* [What is being asked] Using the entries below, write out the line with "Query: blue curved line design", the line with "Query: puppy's tongue", and every line in between, exactly as each is written.
[Input material]
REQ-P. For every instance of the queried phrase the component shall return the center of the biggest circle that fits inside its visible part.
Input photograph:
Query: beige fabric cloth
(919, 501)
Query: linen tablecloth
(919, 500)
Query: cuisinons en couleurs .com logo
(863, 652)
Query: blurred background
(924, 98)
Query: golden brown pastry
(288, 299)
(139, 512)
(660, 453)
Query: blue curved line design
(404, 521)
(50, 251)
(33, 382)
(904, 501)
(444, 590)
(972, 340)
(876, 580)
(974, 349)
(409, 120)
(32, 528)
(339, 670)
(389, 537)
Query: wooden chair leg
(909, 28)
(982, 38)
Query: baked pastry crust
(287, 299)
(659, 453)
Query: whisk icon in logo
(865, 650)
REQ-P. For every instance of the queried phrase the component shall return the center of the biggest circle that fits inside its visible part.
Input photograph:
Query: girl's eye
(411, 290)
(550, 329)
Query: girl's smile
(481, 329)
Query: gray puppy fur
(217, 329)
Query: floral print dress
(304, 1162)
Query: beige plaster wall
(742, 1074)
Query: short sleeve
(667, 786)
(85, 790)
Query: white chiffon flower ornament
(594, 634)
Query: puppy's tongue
[/Input material]
[Input material]
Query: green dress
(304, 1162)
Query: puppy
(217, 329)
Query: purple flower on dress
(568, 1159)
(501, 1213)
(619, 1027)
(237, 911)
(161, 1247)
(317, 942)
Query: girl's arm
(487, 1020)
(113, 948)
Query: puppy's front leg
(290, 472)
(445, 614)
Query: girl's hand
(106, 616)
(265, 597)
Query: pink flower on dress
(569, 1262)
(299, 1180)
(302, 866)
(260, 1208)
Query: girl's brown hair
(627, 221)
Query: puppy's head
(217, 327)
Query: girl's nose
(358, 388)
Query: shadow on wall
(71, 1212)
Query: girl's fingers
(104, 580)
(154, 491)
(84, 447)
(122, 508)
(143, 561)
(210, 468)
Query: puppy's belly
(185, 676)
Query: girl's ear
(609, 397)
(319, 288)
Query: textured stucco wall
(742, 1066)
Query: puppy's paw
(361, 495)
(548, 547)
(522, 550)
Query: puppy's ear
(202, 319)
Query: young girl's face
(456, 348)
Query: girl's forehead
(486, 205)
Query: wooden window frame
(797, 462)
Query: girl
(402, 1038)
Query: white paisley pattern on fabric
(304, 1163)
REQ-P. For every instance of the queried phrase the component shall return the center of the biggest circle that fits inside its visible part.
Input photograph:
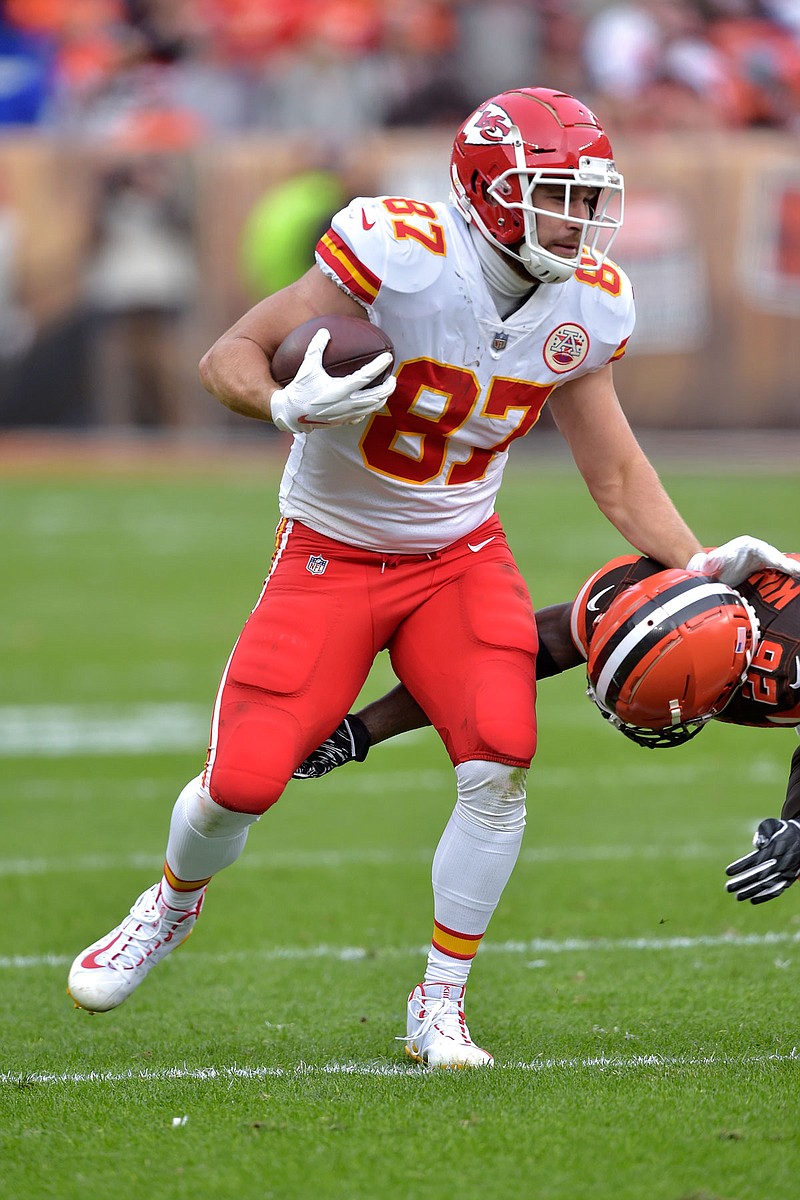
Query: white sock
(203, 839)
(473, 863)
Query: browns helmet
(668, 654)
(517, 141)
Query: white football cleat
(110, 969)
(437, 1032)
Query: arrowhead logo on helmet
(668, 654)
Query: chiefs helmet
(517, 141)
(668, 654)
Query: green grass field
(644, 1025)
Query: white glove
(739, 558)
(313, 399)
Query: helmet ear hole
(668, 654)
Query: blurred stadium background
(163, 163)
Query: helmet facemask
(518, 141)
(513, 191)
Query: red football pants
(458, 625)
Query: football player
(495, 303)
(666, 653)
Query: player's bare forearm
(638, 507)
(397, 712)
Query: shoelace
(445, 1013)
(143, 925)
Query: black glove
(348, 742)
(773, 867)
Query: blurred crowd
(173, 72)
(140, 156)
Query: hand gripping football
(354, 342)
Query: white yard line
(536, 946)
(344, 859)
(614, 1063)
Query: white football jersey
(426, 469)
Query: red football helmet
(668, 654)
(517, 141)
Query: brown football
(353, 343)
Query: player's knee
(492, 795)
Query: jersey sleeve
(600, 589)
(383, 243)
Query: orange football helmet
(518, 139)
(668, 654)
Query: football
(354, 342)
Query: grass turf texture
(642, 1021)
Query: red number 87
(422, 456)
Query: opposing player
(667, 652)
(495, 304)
[/Input material]
* [Written response]
Query: blue curved line design
(404, 521)
(50, 251)
(33, 382)
(904, 501)
(444, 590)
(972, 340)
(876, 580)
(974, 349)
(409, 120)
(32, 528)
(339, 670)
(389, 537)
Query: wooden chair leg
(909, 28)
(982, 38)
Query: baked pastry crust
(287, 299)
(659, 453)
Query: whisk icon in logo
(865, 650)
REQ-P. For every instance of the queried phrase the component shall return the center of the biggest circle that fits inside its visible part.
Input photograph:
Query: girl's eye
(411, 290)
(550, 329)
Query: girl's smile
(481, 329)
Query: gray puppy fur
(217, 329)
Query: floral print dress
(304, 1162)
Query: beige plaster wall
(742, 1074)
Query: short sleeve
(667, 786)
(85, 790)
Query: white chiffon flower ornament
(594, 634)
Query: puppy's tongue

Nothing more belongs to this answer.